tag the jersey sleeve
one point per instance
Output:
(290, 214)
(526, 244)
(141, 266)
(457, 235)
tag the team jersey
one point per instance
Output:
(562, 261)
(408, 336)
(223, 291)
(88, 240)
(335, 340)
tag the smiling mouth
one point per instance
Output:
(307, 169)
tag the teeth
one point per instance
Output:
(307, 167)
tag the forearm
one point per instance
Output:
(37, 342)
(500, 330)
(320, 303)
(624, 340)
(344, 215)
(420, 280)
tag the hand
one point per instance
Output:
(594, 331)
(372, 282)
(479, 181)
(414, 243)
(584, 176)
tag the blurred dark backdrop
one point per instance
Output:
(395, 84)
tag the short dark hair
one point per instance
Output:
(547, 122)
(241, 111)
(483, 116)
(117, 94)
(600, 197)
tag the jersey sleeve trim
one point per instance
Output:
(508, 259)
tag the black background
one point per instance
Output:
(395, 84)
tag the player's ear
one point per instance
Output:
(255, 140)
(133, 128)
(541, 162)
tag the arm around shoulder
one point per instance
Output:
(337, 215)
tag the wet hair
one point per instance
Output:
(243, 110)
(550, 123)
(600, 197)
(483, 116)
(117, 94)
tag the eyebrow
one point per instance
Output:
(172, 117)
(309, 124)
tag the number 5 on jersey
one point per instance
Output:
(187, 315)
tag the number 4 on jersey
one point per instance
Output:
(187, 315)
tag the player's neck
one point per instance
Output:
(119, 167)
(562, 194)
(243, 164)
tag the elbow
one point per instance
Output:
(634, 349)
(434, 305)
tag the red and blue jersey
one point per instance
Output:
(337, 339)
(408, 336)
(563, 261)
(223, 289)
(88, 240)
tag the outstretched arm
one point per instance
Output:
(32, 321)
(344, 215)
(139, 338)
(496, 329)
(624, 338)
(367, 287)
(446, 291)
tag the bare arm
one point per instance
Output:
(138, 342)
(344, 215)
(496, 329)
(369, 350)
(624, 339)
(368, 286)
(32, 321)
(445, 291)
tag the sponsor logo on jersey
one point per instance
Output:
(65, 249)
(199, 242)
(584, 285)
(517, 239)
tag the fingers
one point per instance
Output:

*Problem*:
Copy out the entire listing word for word. Keep every line as it is.

*Your solution*:
tag the jersey sleeve
one point per instance
Output:
(290, 214)
(526, 244)
(141, 266)
(457, 235)
tag the team jersey
one point per instance
Output:
(562, 261)
(408, 336)
(223, 291)
(88, 240)
(335, 340)
tag the smiling mouth
one point per instance
Output:
(307, 169)
tag the teeth
one point per instance
Output:
(307, 167)
tag the forearm
one point per instance
Output:
(37, 342)
(500, 330)
(320, 303)
(624, 340)
(344, 215)
(420, 280)
tag the hand
one point per instance
Output:
(594, 331)
(372, 282)
(479, 181)
(414, 243)
(584, 176)
tag the blurred dark backdrop
one point per instance
Output:
(395, 84)
tag the short dark hair
one point per instance
Output:
(547, 122)
(241, 111)
(483, 116)
(117, 94)
(600, 197)
tag the jersey sleeve trim
one point per instance
Output:
(508, 259)
tag the black background
one point per instance
Output:
(395, 84)
tag the player's ear
one point per instance
Output:
(255, 140)
(133, 128)
(541, 162)
tag the arm around shoulder
one point per instance
Output:
(337, 215)
tag the wet hair
one point per instance
Output:
(243, 110)
(550, 123)
(600, 197)
(483, 116)
(117, 94)
tag the eyebrow
one point per instance
Output:
(172, 117)
(309, 124)
tag the number 5 on jersey
one point per instance
Output:
(187, 315)
tag the number 4 on jersey
one point per instance
Output:
(187, 315)
tag the player's neck
one point per instance
Output:
(119, 167)
(562, 194)
(243, 164)
tag the elbow
one point per instance
Output:
(634, 349)
(434, 305)
tag the red and blue jersey
one point per instance
Output:
(337, 339)
(408, 336)
(563, 261)
(223, 289)
(88, 240)
tag the outstretched arm
one point per instance
Output:
(32, 321)
(344, 215)
(139, 338)
(496, 329)
(624, 338)
(367, 287)
(446, 291)
tag the bare arm
one point per instance
Output:
(138, 342)
(344, 215)
(496, 329)
(369, 350)
(624, 339)
(368, 286)
(32, 321)
(445, 291)
tag the sponsor logo on jersey
one point per instance
Output:
(65, 249)
(199, 242)
(584, 285)
(517, 239)
tag the fingers
one point per instance
Output:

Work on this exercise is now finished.